START Data

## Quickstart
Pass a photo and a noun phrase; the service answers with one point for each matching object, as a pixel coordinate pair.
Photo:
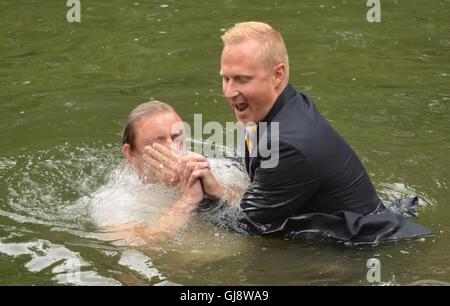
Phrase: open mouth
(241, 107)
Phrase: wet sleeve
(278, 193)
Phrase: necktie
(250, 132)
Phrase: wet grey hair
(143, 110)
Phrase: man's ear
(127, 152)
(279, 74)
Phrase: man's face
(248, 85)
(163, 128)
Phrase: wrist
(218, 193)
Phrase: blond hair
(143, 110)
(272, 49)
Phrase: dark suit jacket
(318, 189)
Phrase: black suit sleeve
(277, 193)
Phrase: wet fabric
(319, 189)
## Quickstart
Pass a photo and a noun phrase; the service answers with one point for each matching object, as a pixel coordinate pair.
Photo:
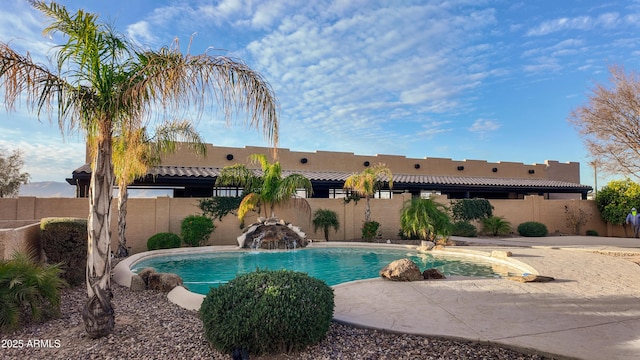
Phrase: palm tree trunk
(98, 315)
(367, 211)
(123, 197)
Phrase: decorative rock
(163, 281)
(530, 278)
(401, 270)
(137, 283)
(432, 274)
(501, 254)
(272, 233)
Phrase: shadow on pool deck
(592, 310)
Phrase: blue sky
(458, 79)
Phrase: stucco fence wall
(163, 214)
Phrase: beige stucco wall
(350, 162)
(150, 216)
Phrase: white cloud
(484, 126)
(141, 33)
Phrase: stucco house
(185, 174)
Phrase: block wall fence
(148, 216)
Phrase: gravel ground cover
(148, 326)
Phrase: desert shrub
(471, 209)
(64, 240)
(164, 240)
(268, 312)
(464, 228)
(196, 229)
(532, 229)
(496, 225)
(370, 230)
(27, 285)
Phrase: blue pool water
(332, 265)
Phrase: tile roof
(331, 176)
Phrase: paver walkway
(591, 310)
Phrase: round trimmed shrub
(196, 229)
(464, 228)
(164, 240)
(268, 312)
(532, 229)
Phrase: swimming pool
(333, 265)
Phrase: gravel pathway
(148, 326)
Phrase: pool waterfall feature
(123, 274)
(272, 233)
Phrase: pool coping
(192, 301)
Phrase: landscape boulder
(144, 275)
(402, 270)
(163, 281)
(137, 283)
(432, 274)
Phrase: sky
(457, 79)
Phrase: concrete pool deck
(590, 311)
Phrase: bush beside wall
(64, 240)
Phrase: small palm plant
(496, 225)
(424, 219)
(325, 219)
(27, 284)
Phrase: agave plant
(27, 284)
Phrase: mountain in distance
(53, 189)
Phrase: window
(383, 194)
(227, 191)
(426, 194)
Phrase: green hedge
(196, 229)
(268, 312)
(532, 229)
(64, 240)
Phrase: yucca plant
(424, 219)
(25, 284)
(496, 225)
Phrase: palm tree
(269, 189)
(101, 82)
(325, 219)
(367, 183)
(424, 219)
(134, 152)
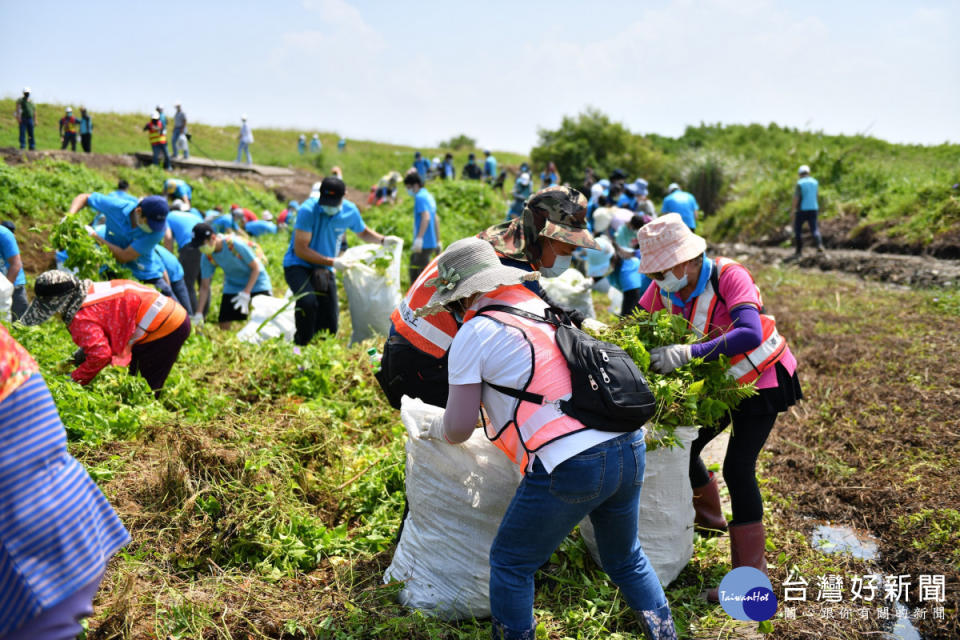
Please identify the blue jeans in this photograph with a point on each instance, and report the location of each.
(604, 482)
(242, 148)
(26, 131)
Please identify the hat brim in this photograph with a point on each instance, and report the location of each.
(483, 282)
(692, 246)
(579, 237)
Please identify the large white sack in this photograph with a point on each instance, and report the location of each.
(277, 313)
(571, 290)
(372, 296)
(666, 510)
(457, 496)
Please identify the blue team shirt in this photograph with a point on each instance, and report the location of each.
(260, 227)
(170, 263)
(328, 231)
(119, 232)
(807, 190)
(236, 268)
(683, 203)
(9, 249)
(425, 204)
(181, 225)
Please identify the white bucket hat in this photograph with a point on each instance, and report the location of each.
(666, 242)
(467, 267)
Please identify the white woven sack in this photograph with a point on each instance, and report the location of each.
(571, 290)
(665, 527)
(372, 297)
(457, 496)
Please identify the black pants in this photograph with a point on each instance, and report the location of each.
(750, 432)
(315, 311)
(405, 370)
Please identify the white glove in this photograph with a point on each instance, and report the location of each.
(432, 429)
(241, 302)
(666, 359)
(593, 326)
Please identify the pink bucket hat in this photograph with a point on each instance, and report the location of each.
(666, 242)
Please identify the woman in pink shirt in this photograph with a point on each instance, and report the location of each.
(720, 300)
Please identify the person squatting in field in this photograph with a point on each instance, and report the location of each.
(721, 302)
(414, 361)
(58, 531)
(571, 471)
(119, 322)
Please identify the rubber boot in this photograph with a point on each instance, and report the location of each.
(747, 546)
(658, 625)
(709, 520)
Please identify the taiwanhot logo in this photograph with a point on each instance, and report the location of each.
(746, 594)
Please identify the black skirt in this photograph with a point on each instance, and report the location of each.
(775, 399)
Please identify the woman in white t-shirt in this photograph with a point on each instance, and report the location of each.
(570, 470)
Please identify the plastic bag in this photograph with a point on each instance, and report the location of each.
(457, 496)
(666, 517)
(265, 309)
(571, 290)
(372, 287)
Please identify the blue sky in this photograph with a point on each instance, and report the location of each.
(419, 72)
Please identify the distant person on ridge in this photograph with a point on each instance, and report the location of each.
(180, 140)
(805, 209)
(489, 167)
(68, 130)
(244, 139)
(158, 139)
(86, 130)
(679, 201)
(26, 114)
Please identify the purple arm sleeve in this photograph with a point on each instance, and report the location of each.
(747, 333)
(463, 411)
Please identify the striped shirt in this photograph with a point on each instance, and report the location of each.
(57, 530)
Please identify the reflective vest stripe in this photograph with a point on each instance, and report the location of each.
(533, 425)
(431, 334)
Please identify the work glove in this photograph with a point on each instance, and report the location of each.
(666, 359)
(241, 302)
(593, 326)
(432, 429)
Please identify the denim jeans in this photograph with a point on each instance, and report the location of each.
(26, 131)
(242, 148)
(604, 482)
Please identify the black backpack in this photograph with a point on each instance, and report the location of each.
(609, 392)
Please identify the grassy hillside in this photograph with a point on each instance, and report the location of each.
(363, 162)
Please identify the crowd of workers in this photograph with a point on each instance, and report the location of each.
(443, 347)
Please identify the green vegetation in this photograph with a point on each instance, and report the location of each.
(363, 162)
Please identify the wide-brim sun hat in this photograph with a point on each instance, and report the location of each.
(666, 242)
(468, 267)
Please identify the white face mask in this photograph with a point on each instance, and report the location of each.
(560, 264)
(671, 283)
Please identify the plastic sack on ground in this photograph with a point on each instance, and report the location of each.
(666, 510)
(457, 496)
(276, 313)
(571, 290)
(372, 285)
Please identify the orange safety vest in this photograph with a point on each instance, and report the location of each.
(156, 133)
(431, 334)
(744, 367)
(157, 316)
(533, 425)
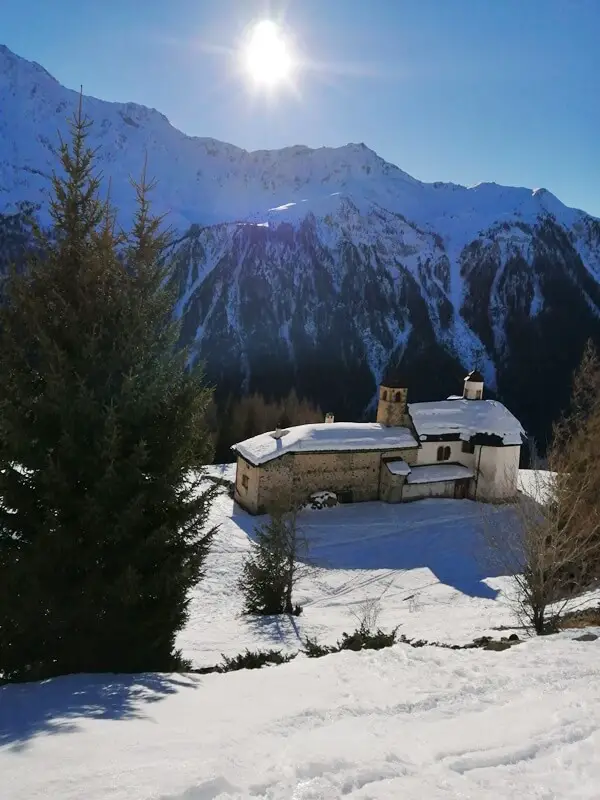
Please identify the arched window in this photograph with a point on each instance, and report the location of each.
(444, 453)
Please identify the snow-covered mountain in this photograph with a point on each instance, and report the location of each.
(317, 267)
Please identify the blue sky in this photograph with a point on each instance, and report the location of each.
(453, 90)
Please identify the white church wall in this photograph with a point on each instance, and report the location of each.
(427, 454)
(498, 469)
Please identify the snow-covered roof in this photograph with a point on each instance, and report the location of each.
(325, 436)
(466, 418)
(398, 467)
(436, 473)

END Data

Goal of the exercise =>
Output the complete listing exactly as it appears, except for the images.

Result for this exercise =>
## Quickstart
Pass a photo and a noun phrase; the service answers with one point for each matching object, as a pixel coordinate pair.
Photo:
Phrase: open mouth
(241, 107)
Phrase: wet sleeve
(278, 193)
Phrase: necktie
(250, 132)
Phrase: wet grey hair
(143, 110)
Phrase: man's ear
(127, 152)
(279, 74)
Phrase: man's face
(248, 85)
(163, 128)
Phrase: wrist
(218, 193)
Phrase: blond hair
(143, 110)
(272, 49)
Phrase: dark suit jacket
(318, 189)
Phrase: black suit sleeve
(277, 193)
Phrase: wet fabric
(319, 189)
## Quickstart
Pass a photo and a noun phrase; the service answers with one point for each matching object, as a pixel coordinate pair.
Photo:
Phrase: palm tree trunk
(98, 315)
(367, 211)
(123, 197)
Phrase: decorative rock
(163, 281)
(530, 278)
(401, 270)
(137, 283)
(432, 274)
(501, 254)
(272, 233)
Phrase: shadow on pool deck
(592, 310)
Phrase: blue sky
(458, 79)
Phrase: stucco fence wall
(163, 214)
Phrase: beige stucco wall
(350, 162)
(150, 216)
Phrase: white cloud
(484, 126)
(141, 33)
Phrase: stucco house
(185, 174)
Phrase: block wall fence
(148, 216)
Phrase: gravel ground cover
(148, 326)
Phrase: desert shrub
(471, 209)
(64, 240)
(164, 240)
(268, 312)
(464, 228)
(196, 229)
(532, 229)
(496, 225)
(370, 230)
(27, 285)
Phrase: blue pool water
(332, 265)
Phrase: tile roof
(331, 176)
Phrase: paver walkway
(591, 310)
Phrase: round trimmed shrub
(196, 229)
(464, 228)
(164, 240)
(268, 312)
(532, 229)
Phrase: swimming pool
(333, 265)
Phrase: gravel pathway
(148, 326)
Phrase: pool waterfall feature
(123, 274)
(272, 233)
Phrase: pool coping
(192, 301)
Phrase: landscape boulder
(144, 275)
(402, 270)
(163, 281)
(137, 283)
(432, 274)
Phrase: sky
(457, 79)
Phrase: concrete pool deck
(590, 311)
Phrase: bush beside wall
(64, 240)
Phrase: small palm plant
(496, 225)
(424, 219)
(325, 219)
(27, 284)
Phrase: agave plant
(27, 284)
Phrase: mountain in distance
(53, 189)
Phrase: window
(383, 194)
(227, 191)
(426, 194)
Phrase: green hedge
(196, 229)
(268, 312)
(532, 229)
(64, 240)
Phrase: yucca plant
(424, 219)
(25, 284)
(496, 225)
Phrase: palm tree
(269, 189)
(101, 82)
(325, 219)
(367, 183)
(424, 219)
(134, 152)
Please identify the blue jeans in this photograph with a point on each instance, and report the location of each.
(604, 482)
(242, 148)
(26, 131)
Please identify the hat brim in this photograph with a point on each instance, and report the location of each.
(483, 282)
(692, 246)
(579, 237)
Please identify the large white sack in this photograph with a point on each instance, and report the location of each.
(277, 313)
(571, 290)
(372, 296)
(666, 510)
(457, 496)
Please identify the blue team shirt in this photograph with a point on each instance, and report the location of each.
(260, 227)
(170, 263)
(328, 231)
(119, 232)
(807, 190)
(236, 268)
(683, 203)
(9, 249)
(425, 204)
(181, 225)
Please identify the white bucket hat in this photograph with a point on each instance, and report the location of each.
(666, 242)
(467, 267)
Please identify the white woven sack in this photograph with a point on each instance, and report the location of each.
(571, 290)
(665, 527)
(372, 297)
(457, 496)
Please identify the black pants in this photograph with a point on each instance, and report the location of each.
(750, 432)
(315, 311)
(405, 370)
Please identify the white glove in this photograph with a point on each instance, and report the location of each.
(432, 429)
(241, 302)
(666, 359)
(593, 326)
Please identify the pink bucket hat in this photograph with a point on each instance, and report the location of each.
(666, 242)
Please identify the woman in pink shirt in this photograph with a point on each instance, and report the location of each.
(720, 300)
Please identify the person squatting in field in this photograph with a point on each instance, and report the location of each.
(721, 302)
(414, 361)
(58, 531)
(571, 471)
(119, 322)
Please identify the rubber boot in this photograph with a point on each instance, and report the location of each.
(747, 546)
(658, 625)
(709, 520)
Please identify the taiwanhot logo in this photograph with a point on each instance, and report the location of each.
(746, 594)
Please identify the black skirt in this photograph with a point on each instance, and report the location of each.
(775, 399)
Please identify the woman in white t-shirt in this photograph with a point on each instance, and report the location of each.
(570, 470)
Please identify the plastic bag in this photograph with a point on each instance, and report the location of each.
(457, 496)
(666, 517)
(265, 309)
(571, 290)
(372, 287)
Please identify the blue sky in this photograph with a point on each instance, and report the location of each.
(419, 72)
Please identify the distant person on ridge in this photograph with a point on each instance, and report the location of each.
(180, 140)
(805, 209)
(489, 167)
(68, 130)
(244, 139)
(158, 139)
(86, 130)
(679, 201)
(26, 114)
Please identify the purple arm sleeve in this photograph with a point on each instance, and report the location of each.
(747, 333)
(463, 411)
Please identify the striped shirt in this photograph with a point on each instance, and report the location of each.
(57, 530)
Please identify the reflective vest stripe in this photograph with a point on each instance, and report the location of each.
(533, 425)
(431, 334)
Please identify the work glove in this photograph with a point on each instance, and report the location of each.
(666, 359)
(241, 302)
(593, 326)
(432, 429)
Please identify the denim jeans in this photograph with a point on each instance, and report the location of each.
(26, 131)
(242, 148)
(604, 482)
Please identify the black backpack in this photograph with a point on each instance, and report the location of each.
(609, 392)
Please identify the grassy hillside in this photograph with a point on each instance, and report the location of each.
(363, 162)
Please identify the crowd of workers in this photograph with a point on each instance, and report the location of each.
(443, 347)
Please identify the green vegetation in this photograph with a point on each instance, and report the location of each.
(363, 162)
Please identify the wide-brim sun hat in this photograph with a point on each instance, and report the location of each.
(666, 242)
(468, 267)
Please identify the white face mask in this photograph with a point on each instance, and report the location of each.
(560, 264)
(671, 283)
Please identify the plastic sack on ground in this photograph with a point on each instance, and report the location of each.
(666, 510)
(457, 496)
(276, 313)
(571, 290)
(372, 285)
Please identify the orange safety vest in this photograph with a point on each instance, and report the location of each.
(156, 133)
(431, 334)
(744, 367)
(157, 316)
(533, 425)
Please identify the arched window in this photograph with a point on each instance, and report the location of each.
(444, 453)
Please identify the snow-covered mountain in this photograph with a point on each instance, and report the location of each.
(317, 267)
Please identify the blue sky in this photograph with a point on each instance, and report the location of each.
(453, 90)
Please identify the white church wall in this photograph with a point on each instance, and report the location of each.
(427, 454)
(498, 469)
Please identify the snow-covered roof in this photograph with a point on each instance, and report the location of each.
(325, 436)
(466, 418)
(398, 467)
(436, 473)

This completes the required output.